▶ _Task instructions_
Reproduce the listing below, starting at its beginning and ending at the line that contains "[[665, 692], [513, 170]]", both included. Keep every request line unchanged, and adjust each coordinate in the answers by adding -33.

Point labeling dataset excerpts
○ ○ ○ ○ ○ ○ ○

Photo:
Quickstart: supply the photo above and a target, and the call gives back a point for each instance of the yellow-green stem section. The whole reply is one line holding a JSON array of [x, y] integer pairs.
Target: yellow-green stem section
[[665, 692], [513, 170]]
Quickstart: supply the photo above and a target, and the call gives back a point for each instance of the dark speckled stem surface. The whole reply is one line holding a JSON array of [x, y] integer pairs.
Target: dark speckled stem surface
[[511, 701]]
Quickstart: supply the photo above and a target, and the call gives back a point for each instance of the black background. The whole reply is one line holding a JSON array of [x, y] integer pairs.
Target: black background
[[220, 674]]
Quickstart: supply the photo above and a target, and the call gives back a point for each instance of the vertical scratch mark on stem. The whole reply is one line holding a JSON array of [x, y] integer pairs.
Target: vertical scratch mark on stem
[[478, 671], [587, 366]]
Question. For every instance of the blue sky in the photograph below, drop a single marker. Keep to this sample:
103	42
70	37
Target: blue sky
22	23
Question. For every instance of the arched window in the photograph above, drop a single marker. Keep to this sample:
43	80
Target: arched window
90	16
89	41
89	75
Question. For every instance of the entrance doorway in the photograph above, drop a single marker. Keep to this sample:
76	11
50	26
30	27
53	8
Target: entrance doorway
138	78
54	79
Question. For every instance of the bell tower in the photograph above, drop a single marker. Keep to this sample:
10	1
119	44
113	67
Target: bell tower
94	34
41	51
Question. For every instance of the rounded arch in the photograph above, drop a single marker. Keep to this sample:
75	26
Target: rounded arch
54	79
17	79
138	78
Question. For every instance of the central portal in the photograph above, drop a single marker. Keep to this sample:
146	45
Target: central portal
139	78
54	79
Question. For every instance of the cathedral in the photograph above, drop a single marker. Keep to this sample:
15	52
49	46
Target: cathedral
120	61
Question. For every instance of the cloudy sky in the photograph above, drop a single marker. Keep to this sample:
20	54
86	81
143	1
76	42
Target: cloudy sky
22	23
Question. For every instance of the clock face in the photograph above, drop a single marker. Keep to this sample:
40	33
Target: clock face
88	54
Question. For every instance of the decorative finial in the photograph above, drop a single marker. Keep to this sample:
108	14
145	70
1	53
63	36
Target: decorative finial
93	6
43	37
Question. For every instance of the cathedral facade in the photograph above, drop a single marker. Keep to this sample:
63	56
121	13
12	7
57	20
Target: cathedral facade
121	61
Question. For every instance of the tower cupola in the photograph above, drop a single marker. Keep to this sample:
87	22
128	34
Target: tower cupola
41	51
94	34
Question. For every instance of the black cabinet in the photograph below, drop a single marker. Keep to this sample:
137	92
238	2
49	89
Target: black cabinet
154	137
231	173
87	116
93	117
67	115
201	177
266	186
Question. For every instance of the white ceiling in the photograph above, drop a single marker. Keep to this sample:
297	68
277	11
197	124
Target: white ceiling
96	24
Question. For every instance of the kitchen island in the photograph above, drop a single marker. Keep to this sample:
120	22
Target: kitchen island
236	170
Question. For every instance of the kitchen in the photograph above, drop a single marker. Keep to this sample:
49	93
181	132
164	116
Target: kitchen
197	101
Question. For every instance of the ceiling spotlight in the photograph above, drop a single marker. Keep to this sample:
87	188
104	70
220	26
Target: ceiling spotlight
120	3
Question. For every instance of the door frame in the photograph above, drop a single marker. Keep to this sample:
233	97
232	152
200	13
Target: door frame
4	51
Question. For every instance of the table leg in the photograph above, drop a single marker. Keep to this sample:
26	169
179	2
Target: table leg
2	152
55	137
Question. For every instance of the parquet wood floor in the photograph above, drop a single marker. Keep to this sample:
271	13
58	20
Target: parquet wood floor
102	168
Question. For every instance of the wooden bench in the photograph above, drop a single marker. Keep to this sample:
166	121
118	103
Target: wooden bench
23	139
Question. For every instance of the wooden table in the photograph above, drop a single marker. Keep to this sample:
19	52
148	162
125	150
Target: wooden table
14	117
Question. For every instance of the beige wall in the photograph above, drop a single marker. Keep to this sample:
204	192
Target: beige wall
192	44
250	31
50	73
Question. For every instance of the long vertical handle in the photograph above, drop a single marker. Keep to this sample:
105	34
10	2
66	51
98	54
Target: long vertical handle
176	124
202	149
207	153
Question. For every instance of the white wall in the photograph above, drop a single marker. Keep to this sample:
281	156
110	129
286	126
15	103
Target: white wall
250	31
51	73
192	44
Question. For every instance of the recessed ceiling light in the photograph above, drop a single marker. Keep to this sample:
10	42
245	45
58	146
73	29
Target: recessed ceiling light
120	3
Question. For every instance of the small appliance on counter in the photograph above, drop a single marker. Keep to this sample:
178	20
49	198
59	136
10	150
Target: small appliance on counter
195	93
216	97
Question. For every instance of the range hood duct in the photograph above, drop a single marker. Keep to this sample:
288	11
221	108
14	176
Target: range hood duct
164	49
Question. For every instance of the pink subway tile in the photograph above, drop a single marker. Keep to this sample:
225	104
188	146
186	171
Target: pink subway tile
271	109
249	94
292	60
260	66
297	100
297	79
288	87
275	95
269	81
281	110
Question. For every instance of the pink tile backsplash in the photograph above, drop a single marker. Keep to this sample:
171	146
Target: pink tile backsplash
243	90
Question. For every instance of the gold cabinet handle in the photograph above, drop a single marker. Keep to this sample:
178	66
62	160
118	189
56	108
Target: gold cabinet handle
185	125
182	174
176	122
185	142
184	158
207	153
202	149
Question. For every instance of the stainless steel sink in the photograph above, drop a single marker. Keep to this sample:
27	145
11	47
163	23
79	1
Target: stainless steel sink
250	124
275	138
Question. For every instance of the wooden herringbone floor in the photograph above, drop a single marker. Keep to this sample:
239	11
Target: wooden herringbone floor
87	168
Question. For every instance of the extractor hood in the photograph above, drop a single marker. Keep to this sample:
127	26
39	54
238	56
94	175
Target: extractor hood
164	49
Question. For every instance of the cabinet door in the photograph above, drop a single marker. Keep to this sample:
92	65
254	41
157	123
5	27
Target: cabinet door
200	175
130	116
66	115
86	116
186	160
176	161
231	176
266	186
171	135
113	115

○ ○ ○ ○ ○ ○ ○

▶ _Response to the exercise_
Photo:
Quickstart: supply the photo above and a target, and the call gives back a point for each instance of the yellow-green stem section. The whole reply is one line holding a JSON array of [x, y] integer pairs.
Target: yellow-green stem section
[[632, 659], [480, 137]]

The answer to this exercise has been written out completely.